--- GIVEN INFORMATION Enclosed Below ---

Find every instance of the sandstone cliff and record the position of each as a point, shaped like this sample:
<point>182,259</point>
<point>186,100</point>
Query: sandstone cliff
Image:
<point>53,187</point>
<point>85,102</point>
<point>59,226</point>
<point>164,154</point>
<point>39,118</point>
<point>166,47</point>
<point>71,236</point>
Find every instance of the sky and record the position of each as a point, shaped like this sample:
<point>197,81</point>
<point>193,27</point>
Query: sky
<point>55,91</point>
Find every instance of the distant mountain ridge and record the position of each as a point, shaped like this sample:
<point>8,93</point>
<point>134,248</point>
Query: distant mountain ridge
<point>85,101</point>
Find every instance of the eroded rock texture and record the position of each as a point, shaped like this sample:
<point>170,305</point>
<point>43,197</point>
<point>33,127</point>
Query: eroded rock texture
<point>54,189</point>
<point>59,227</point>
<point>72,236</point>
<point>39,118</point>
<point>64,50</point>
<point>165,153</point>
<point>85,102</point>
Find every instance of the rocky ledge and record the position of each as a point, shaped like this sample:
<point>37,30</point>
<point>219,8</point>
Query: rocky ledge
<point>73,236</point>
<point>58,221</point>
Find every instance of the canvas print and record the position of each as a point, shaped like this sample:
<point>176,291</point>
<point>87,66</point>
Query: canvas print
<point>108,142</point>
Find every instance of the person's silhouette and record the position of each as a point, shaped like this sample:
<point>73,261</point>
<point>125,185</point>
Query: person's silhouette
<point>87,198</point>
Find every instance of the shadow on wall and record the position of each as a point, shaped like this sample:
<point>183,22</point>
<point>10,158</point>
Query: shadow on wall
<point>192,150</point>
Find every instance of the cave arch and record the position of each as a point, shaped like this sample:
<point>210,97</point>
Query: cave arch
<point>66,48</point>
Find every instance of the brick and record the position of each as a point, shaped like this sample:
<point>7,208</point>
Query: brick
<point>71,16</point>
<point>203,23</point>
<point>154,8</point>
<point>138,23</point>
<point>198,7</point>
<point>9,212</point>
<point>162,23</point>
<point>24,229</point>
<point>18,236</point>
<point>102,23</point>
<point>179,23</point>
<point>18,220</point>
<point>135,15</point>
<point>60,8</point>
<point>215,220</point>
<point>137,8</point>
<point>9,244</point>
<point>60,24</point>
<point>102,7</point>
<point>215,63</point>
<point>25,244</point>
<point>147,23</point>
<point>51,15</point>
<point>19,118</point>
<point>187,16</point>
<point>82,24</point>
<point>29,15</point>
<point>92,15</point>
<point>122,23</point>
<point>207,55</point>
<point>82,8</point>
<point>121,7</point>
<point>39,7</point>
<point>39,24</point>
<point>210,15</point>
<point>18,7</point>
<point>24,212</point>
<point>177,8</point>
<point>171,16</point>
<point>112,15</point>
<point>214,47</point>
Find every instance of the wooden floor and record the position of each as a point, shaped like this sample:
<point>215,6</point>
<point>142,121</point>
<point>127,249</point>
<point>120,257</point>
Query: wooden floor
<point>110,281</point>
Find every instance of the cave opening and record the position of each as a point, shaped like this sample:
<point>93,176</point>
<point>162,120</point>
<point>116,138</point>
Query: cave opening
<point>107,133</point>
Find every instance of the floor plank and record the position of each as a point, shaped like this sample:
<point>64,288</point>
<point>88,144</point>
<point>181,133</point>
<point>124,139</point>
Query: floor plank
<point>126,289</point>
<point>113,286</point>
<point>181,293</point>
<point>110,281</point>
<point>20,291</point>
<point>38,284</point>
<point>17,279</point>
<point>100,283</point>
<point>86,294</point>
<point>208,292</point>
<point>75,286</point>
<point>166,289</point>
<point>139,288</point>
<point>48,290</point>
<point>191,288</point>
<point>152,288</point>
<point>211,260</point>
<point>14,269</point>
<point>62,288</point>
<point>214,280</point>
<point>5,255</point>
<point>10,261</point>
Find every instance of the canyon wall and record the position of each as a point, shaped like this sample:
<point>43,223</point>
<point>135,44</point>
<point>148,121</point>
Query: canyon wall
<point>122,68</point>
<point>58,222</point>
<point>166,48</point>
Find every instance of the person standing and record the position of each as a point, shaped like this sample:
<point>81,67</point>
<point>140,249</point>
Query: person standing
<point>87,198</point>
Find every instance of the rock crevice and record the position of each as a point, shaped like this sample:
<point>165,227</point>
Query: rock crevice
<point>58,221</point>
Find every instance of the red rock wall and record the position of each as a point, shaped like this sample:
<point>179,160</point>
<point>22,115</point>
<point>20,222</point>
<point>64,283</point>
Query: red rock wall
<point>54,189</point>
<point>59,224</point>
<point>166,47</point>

--- End of Enclosed GIVEN INFORMATION ---

Retype exactly the lines of the data above, starting at its first line and finishing with the line that has "<point>125,185</point>" in it.

Find every instance of the sandstone cliff and record the position of each as a point, shaped like this sample:
<point>182,259</point>
<point>186,100</point>
Query: sandstone cliff
Image:
<point>53,187</point>
<point>85,102</point>
<point>59,226</point>
<point>164,154</point>
<point>39,118</point>
<point>166,47</point>
<point>71,236</point>
Find every instance of the sky and record the position of each as a point, shaped like this sample:
<point>197,81</point>
<point>193,27</point>
Query: sky
<point>55,91</point>
Find every instance of the distant mountain ridge and record the position of each as a point, shaped like this sample:
<point>8,93</point>
<point>134,248</point>
Query: distant mountain ridge
<point>85,101</point>
Find every instance of the eroded rock texture and record the position of each as a point, shaped like this sample:
<point>170,305</point>
<point>43,197</point>
<point>33,127</point>
Query: eroded rock texture
<point>54,189</point>
<point>59,227</point>
<point>72,236</point>
<point>39,118</point>
<point>64,50</point>
<point>165,153</point>
<point>85,102</point>
Find every instance of the rocky ledge and record the position of each as a point, shaped like this sample:
<point>37,30</point>
<point>219,8</point>
Query: rocky ledge
<point>73,236</point>
<point>58,221</point>
Find every instance of the canvas print and record the position of each as a point, shaped like this sample:
<point>176,291</point>
<point>87,66</point>
Query: canvas print
<point>108,142</point>
Find every instance of the person's silhouette and record the position of each as a point, shaped like this sample:
<point>73,261</point>
<point>125,185</point>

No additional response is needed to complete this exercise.